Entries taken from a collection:
*-*-*

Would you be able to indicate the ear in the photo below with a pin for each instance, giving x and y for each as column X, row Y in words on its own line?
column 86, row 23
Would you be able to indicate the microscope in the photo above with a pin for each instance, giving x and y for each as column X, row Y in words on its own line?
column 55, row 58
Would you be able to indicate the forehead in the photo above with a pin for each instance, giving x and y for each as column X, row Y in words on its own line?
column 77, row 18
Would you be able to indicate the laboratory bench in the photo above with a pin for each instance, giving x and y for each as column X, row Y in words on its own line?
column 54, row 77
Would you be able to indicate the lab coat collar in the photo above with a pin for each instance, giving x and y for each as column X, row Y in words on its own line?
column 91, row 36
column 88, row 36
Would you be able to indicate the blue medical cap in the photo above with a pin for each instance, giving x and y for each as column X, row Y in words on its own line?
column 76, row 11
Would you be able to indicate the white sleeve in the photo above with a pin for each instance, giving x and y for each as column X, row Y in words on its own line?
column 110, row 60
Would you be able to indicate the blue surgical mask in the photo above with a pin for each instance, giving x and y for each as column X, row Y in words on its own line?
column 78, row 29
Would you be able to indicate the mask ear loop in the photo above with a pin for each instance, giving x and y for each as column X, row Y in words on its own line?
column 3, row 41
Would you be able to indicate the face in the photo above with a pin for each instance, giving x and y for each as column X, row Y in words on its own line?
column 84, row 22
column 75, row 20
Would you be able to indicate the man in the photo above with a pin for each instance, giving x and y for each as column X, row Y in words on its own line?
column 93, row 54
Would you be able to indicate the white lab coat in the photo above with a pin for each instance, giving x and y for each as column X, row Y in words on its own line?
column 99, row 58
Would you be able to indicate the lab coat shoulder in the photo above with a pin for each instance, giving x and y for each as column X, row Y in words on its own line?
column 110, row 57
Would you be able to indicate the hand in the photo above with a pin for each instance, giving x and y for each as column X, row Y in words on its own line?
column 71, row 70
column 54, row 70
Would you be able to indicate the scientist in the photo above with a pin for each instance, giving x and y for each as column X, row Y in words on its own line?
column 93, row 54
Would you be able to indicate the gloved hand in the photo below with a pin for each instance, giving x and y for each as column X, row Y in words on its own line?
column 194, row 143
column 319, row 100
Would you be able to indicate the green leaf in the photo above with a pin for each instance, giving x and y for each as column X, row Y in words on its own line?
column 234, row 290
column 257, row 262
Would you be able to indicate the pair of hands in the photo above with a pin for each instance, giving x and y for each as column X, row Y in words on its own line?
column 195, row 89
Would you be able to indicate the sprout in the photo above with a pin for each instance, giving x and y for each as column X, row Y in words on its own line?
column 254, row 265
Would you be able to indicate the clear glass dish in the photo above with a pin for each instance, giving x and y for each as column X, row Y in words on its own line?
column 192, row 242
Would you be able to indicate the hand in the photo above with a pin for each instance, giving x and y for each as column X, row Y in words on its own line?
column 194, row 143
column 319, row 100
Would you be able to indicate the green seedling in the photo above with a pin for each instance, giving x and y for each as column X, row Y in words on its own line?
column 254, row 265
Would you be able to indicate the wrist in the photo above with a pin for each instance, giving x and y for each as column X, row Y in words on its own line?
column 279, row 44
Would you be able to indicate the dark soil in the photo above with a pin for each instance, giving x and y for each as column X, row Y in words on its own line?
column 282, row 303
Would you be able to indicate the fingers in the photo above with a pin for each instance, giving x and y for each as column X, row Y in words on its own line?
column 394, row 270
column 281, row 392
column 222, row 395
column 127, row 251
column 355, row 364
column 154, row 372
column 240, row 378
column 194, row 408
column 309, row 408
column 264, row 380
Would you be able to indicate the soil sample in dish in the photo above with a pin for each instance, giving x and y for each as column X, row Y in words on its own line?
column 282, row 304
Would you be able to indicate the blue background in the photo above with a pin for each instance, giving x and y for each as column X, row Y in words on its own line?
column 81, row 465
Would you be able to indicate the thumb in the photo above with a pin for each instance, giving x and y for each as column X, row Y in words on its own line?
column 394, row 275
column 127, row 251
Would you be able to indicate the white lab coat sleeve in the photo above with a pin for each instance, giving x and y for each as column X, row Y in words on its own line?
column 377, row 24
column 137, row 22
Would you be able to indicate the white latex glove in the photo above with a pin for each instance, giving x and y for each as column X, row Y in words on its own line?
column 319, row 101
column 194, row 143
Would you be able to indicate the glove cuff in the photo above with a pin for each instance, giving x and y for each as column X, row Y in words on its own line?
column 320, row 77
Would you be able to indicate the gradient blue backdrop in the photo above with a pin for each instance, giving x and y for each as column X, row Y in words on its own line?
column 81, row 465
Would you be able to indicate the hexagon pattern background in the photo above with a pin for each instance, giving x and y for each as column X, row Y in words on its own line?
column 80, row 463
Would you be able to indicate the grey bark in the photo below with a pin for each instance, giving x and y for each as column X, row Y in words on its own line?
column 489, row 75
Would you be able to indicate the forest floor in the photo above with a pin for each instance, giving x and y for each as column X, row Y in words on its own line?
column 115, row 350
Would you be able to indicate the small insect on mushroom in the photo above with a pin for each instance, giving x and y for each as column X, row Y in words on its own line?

*-*-*

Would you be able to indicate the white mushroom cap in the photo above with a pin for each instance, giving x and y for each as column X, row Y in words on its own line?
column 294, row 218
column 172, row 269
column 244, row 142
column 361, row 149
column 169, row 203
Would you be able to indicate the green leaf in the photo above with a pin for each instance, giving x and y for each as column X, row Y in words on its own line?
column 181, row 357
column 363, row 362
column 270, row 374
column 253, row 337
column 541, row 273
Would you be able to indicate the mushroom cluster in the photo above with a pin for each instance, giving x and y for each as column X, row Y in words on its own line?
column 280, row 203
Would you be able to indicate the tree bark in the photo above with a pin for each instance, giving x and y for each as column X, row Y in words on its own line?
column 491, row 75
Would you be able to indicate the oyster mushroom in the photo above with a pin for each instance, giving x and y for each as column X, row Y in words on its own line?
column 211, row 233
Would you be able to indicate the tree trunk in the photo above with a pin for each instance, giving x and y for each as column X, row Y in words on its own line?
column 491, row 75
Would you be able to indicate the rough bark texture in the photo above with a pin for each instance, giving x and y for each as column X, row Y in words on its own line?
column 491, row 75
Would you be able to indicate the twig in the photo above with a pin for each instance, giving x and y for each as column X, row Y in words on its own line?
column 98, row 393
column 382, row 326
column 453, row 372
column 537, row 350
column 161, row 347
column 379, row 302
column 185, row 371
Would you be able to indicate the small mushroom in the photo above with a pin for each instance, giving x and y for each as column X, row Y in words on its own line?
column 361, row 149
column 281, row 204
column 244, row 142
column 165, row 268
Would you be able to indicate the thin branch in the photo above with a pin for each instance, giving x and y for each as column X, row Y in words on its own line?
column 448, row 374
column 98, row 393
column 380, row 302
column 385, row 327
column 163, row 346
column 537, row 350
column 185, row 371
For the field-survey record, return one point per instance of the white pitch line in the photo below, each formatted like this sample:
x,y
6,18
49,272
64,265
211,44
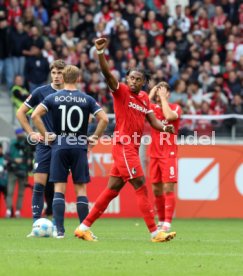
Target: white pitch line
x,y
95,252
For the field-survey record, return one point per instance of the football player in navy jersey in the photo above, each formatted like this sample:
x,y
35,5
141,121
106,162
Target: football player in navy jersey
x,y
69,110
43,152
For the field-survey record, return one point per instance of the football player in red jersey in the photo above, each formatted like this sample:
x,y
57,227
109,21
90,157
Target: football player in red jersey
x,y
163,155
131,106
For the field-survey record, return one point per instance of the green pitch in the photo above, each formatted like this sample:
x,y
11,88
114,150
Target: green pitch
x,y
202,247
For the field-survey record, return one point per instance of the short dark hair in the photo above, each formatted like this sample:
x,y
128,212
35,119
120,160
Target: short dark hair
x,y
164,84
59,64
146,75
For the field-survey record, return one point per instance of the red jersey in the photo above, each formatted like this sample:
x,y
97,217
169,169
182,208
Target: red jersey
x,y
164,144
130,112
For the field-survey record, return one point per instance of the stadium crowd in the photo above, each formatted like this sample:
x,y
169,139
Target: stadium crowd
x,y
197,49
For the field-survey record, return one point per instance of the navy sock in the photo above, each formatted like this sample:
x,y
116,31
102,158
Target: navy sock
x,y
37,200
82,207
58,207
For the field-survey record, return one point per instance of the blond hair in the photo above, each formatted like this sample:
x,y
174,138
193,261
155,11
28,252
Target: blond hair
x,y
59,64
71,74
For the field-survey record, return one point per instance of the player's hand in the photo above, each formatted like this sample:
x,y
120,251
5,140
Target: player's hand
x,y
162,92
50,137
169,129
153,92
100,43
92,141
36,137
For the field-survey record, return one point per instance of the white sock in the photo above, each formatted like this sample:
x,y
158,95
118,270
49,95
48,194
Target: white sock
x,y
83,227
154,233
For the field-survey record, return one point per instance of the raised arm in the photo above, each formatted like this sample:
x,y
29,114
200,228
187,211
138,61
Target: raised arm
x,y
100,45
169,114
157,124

*-*-*

◆ **PROBLEM REQUIREMENTS**:
Say how many lines above hold the word "record", giving only the count.

◆ **ANSWER TO THE PROBLEM**:
12